— start of DATASET CONTENT —

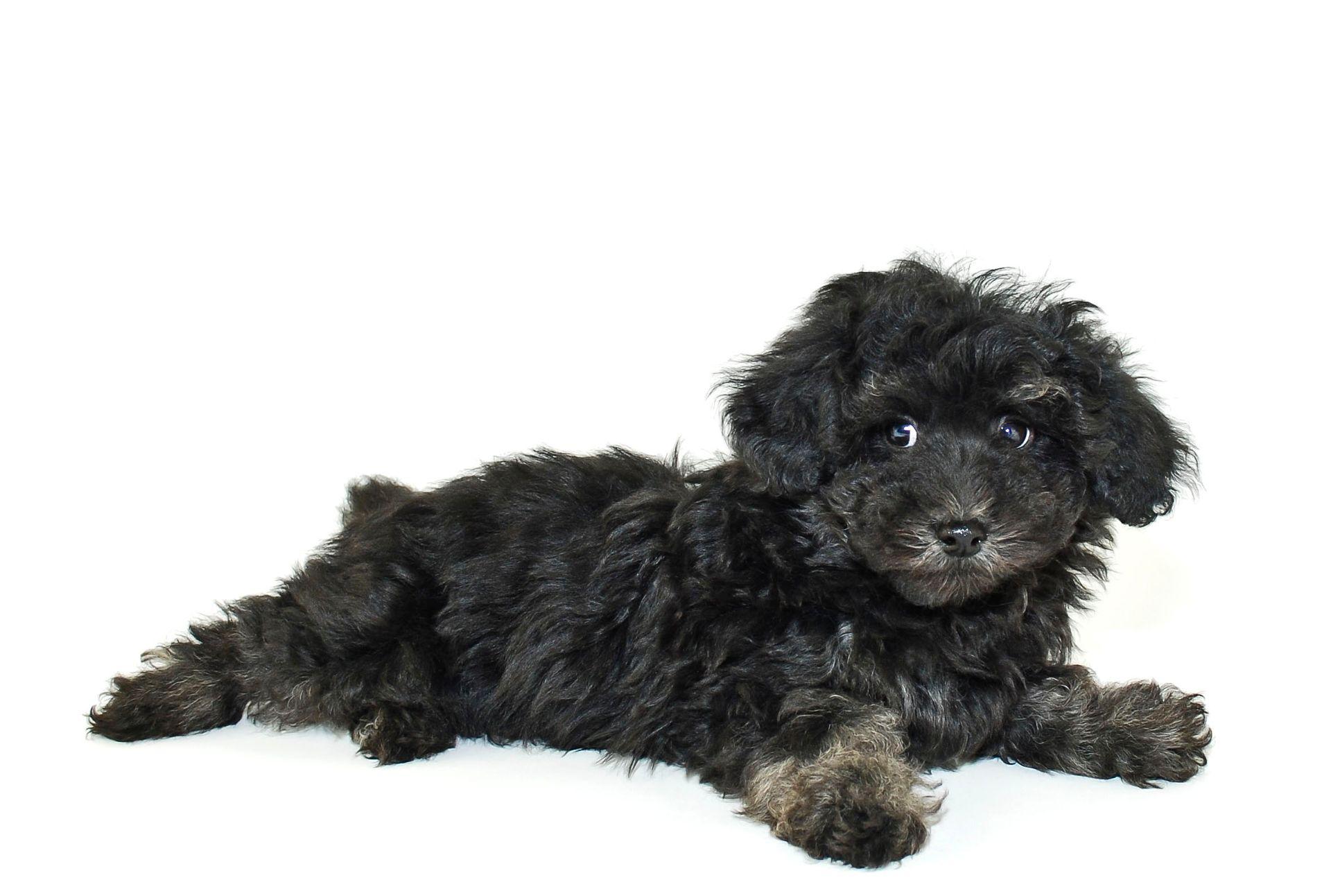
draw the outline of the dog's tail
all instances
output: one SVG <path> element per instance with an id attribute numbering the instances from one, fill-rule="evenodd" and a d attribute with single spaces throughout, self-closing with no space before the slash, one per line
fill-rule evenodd
<path id="1" fill-rule="evenodd" d="M 256 653 L 256 631 L 280 607 L 278 596 L 233 602 L 224 618 L 192 624 L 188 636 L 145 652 L 148 668 L 116 676 L 104 700 L 88 713 L 91 731 L 116 741 L 138 741 L 240 721 L 250 703 L 248 652 Z"/>

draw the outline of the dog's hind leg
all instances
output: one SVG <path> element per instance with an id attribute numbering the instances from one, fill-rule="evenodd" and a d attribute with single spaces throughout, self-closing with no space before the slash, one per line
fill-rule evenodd
<path id="1" fill-rule="evenodd" d="M 272 596 L 225 606 L 221 619 L 117 676 L 89 715 L 120 741 L 230 725 L 244 713 L 295 728 L 349 731 L 362 752 L 401 763 L 453 747 L 462 724 L 447 651 L 434 632 L 443 595 L 413 550 L 410 492 L 383 480 L 351 491 L 343 531 Z"/>
<path id="2" fill-rule="evenodd" d="M 237 723 L 245 712 L 246 627 L 253 632 L 280 607 L 276 596 L 228 606 L 226 616 L 196 623 L 189 635 L 144 653 L 148 669 L 116 676 L 91 729 L 116 741 L 204 732 Z"/>

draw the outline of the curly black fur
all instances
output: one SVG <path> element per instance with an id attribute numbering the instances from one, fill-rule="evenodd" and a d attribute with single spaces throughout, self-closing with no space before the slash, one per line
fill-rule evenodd
<path id="1" fill-rule="evenodd" d="M 916 261 L 836 278 L 727 381 L 737 459 L 709 468 L 538 451 L 433 491 L 359 482 L 277 595 L 149 652 L 92 731 L 248 713 L 379 763 L 607 751 L 865 866 L 925 841 L 933 767 L 1185 780 L 1198 699 L 1066 659 L 1111 520 L 1167 512 L 1191 451 L 1059 291 Z"/>

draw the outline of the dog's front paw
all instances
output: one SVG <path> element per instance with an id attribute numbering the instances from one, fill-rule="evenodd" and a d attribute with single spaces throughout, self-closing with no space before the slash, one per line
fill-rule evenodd
<path id="1" fill-rule="evenodd" d="M 941 799 L 918 783 L 885 781 L 880 768 L 840 765 L 795 776 L 772 812 L 772 833 L 815 858 L 881 868 L 918 852 Z"/>
<path id="2" fill-rule="evenodd" d="M 1186 781 L 1206 765 L 1206 707 L 1173 685 L 1133 683 L 1119 689 L 1111 716 L 1114 765 L 1137 787 Z"/>

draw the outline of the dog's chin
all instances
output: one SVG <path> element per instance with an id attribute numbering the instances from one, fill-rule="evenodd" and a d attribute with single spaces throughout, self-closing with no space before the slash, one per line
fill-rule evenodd
<path id="1" fill-rule="evenodd" d="M 921 608 L 949 608 L 982 599 L 994 591 L 998 580 L 966 570 L 956 571 L 885 571 L 898 596 Z"/>

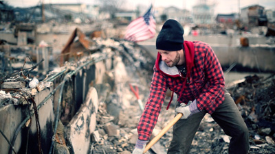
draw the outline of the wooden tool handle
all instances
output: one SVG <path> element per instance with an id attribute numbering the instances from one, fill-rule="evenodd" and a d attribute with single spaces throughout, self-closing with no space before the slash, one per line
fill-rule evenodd
<path id="1" fill-rule="evenodd" d="M 182 113 L 179 113 L 176 116 L 175 116 L 175 118 L 172 120 L 172 121 L 170 121 L 158 134 L 157 136 L 156 136 L 151 141 L 150 141 L 150 142 L 146 146 L 144 151 L 143 152 L 143 153 L 145 153 L 146 152 L 147 152 L 147 151 L 148 151 L 150 149 L 150 148 L 155 144 L 155 142 L 157 142 L 157 141 L 158 141 L 160 140 L 160 138 L 162 138 L 162 136 L 163 136 L 164 135 L 165 133 L 167 132 L 168 130 L 169 130 L 169 129 L 174 125 L 177 120 L 179 120 L 182 116 Z"/>

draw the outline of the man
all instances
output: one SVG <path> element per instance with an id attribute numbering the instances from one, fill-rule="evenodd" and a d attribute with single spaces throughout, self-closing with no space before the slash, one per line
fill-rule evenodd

— end of DATASET CONTENT —

Please switch every "draw the outline of" in the entries above to "trace the outline of" and write the entries out again with everything else unchanged, leaving out the pictures.

trace the outline of the dog's tail
all instances
output: one SVG <path> element per instance with an id attribute numbering the instances from one, fill-rule="evenodd" and a d attribute with single spaces throughout, self-closing with no space before the slash, one per line
fill-rule evenodd
<path id="1" fill-rule="evenodd" d="M 256 653 L 256 631 L 280 607 L 278 596 L 233 602 L 224 618 L 192 624 L 188 636 L 145 652 L 148 668 L 116 676 L 104 700 L 88 713 L 91 731 L 116 741 L 138 741 L 240 721 L 250 703 L 248 652 Z"/>

trace the outline of the dog's hind leg
all instances
output: one SVG <path> element per instance with an id attribute numbering the instances from one, fill-rule="evenodd" and a d attribute with single spaces throughout, self-closing with no space before the slash, one per line
fill-rule evenodd
<path id="1" fill-rule="evenodd" d="M 272 596 L 225 606 L 221 619 L 117 676 L 89 715 L 120 741 L 230 725 L 244 713 L 295 728 L 349 731 L 362 752 L 401 763 L 453 747 L 462 724 L 447 651 L 434 632 L 443 595 L 413 550 L 410 492 L 383 480 L 351 491 L 343 531 Z"/>
<path id="2" fill-rule="evenodd" d="M 237 723 L 245 712 L 246 627 L 253 632 L 280 607 L 276 596 L 228 606 L 226 616 L 196 623 L 189 635 L 144 653 L 148 669 L 116 676 L 91 729 L 116 741 L 204 732 Z"/>

trace the outline of the curly black fur
all instances
output: one SVG <path> element per instance with an id attribute numbering the instances from one, fill-rule="evenodd" and a d attribute with single spaces throughout, self-closing with no space before the slash, one per line
fill-rule evenodd
<path id="1" fill-rule="evenodd" d="M 916 261 L 836 278 L 727 381 L 737 459 L 709 468 L 538 451 L 433 491 L 359 482 L 277 595 L 149 652 L 92 731 L 248 713 L 379 763 L 607 751 L 865 866 L 925 841 L 933 767 L 1185 780 L 1198 699 L 1066 659 L 1111 520 L 1167 512 L 1191 451 L 1059 291 Z"/>

trace the outline of the dog's front paw
all instances
output: one SVG <path> element per instance with an id attribute numbering the instances from one, fill-rule="evenodd" and a d attribute with single spaces throughout, self-closing with no space before the slash, one per line
fill-rule evenodd
<path id="1" fill-rule="evenodd" d="M 941 799 L 918 783 L 885 781 L 880 768 L 840 765 L 795 776 L 772 812 L 772 833 L 815 858 L 881 868 L 918 852 Z"/>
<path id="2" fill-rule="evenodd" d="M 1186 781 L 1206 765 L 1206 707 L 1173 685 L 1133 683 L 1119 689 L 1111 716 L 1114 765 L 1137 787 Z"/>

trace the outline of the dog's chin
all instances
output: one SVG <path> element per instance with an id attribute numbering the instances from one, fill-rule="evenodd" and a d attribute with single spaces throughout, self-closing with no space before the slash, one per line
fill-rule evenodd
<path id="1" fill-rule="evenodd" d="M 921 608 L 949 608 L 982 599 L 994 591 L 998 580 L 966 570 L 956 571 L 885 571 L 898 596 Z"/>

trace the outline of the wooden tool handle
all instances
output: one SVG <path> element per instance with an id attribute numbering the instances from one, fill-rule="evenodd" and a d attribute with single spaces throughout, self-closing with no space before the slash, one per line
fill-rule evenodd
<path id="1" fill-rule="evenodd" d="M 182 113 L 179 113 L 176 116 L 175 116 L 175 118 L 172 120 L 172 121 L 170 121 L 158 134 L 157 136 L 156 136 L 151 141 L 150 141 L 150 142 L 146 146 L 144 151 L 143 152 L 143 153 L 145 153 L 146 152 L 147 152 L 147 151 L 148 151 L 150 149 L 150 148 L 155 144 L 155 142 L 157 142 L 157 141 L 158 141 L 160 140 L 160 138 L 162 138 L 162 136 L 163 136 L 164 135 L 165 133 L 167 132 L 168 130 L 169 130 L 169 129 L 174 125 L 177 120 L 179 120 L 182 116 Z"/>

trace the outline of the man
all instances
output: one SVG <path> element per instance with an id attribute numbering the instances from one, fill-rule="evenodd" and a d attribute with single spaces throughout, self-closing with no space before the slash, one per line
fill-rule evenodd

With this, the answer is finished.